* _Text_
Her efforts came at a time when the Assamese people had begun looking at the ULFA with mixed feelings. Like other Assamese, she was deeply disturbed by the Dhemaji blasts of 2004, in which the ULFA targeted a school on Independence Day, killing many children. She had been working on a novel set against the Assamese separatist movement. The bloodshed and human rights violations shook her to the core. She wanted the insurgency to end. But her desire to bring back the lost “boys” of the generation invited people to look at the militants with a new perspective, as products of the unjust eighties of Assam. Even to make this point, she used literature, not polemical rhetoric. In 2006, she edited a collection of poems by Megan Kachari alias Mithinga Daimary, a surrendered militant now, who used to head ULFA’s publicity wing. During the horrific secret killings of Assam of the late 1990s, Megan’s entire family, who had nothing to do with the separatist insurgency, was gunned down by masked gunmen, perhaps because he had refused to surrender to the government. Indira Goswami mentions in her introduction to the collection that she was stunned to find the twitches of a sensitive heart in his poems. That year, she was one of the authors invited to the Frankfurt Book Fair that was focusing on Indian Literature. She used that opportunity to release the poetry collection and tried to generate international awareness on the Assam conflict. She expressed hope that the people would look at the “terrorists” in a new light when they read their literary works.
Critics dismissed her peace efforts as a political move but she was clear about her nature of involvement from the beginning. She stressed that she was just an “observer” in spite of playing an influential role in the process. But the extreme tension caused by the peace efforts took a toll on her health. By the time she had a cerebral stroke in 2007 and was able to recover from it, she believed she had done her bit for it. Moi duwar mukoli kori disu (I have opened the doors to the discussions), she said, and was eager to get back to what she loved most: writing. Thus emerged Thengphakhri Tahsildarar Tamor Tarowal, her last novel about a Bodo woman who fought against the British.

* _Raw data_
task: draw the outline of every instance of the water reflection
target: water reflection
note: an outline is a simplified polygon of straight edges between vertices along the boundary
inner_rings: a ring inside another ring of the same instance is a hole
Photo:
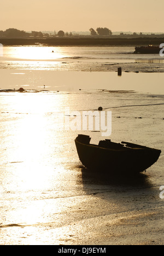
[[[61,48],[36,46],[4,48],[3,54],[3,58],[13,60],[52,60],[65,57]]]

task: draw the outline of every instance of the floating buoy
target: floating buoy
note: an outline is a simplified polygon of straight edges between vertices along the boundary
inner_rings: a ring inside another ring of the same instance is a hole
[[[19,91],[20,92],[22,92],[22,91],[24,91],[25,90],[24,89],[24,88],[22,88],[21,87],[20,88],[19,88],[19,89],[18,90],[18,91]]]

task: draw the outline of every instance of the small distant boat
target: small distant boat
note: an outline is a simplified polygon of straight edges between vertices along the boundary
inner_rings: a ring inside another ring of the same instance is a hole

* _Tasks_
• 1. From the passage about Indira Goswami, return the words starting at "Critics dismissed her" and ending at "against the British.", copied verbatim.
• 2. In the passage about Indira Goswami, what is her last novel about?
• 3. Write what comes next in the passage about Indira Goswami, picking up after its final sentence.

* _Answers to the exercises_
• 1.
Critics dismissed her peace efforts as a political move but she was clear about her nature of involvement from the beginning. She stressed that she was just an “observer” in spite of playing an influential role in the process. But the extreme tension caused by the peace efforts took a toll on her health. By the time she had a cerebral stroke in 2007 and was able to recover from it, she believed she had done her bit for it. Moi duwar mukoli kori disu (I have opened the doors to the discussions), she said, and was eager to get back to what she loved most: writing. Thus emerged Thengphakhri Tahsildarar Tamor Tarowal, her last novel about a Bodo woman who fought against the British.

• 2. A Bodo woman who fought against the British.

• 3.
But that first stroke was the beginning of the deterioration in her health. Even though she remained active in public life, it exhausted her. After she was hospitalised in early 2011, the endless stream of visitors to her intensive care ward overwhelmed not just her family and friends, but the hospital authorities too. Suddenly, the corridor that led to her room in the Guwahati Medical College Hospital had transformed into an equalising space where politicians in power, and out of power, came to visit her, jostling for space with innumerable unknown and known admirers.
Turning the pages of the visitors’ notebook that had filled up with thousands of greetings within days, it struck me that this is what she had hoped Assam would be one day: where everyone would be equal and united, something she had always tried to suggest with her fiction. Across Assam and in several parts of India, prayer-meets were organised by her admirers. Mass texts were circulated: forward this to people if you want her to recover; and people did. One evening when I had gone to the hospital to meet her family, I was struck by the sight of hundreds of mustard oil lamps lit by people at the entrance. It looked like Diwali.
Truly, when she spoke, 31 million people listened. May be more. I do not know of any other contemporary author in the world who has occupied such a central place and unparalleled popularity in the public imagination.
Published in Seven Sisters Post, November 30, 2011. Also published in Indira Goswami : The Passion and the Pain ed. Uddipana Goswami (Spectrum Books, 2012).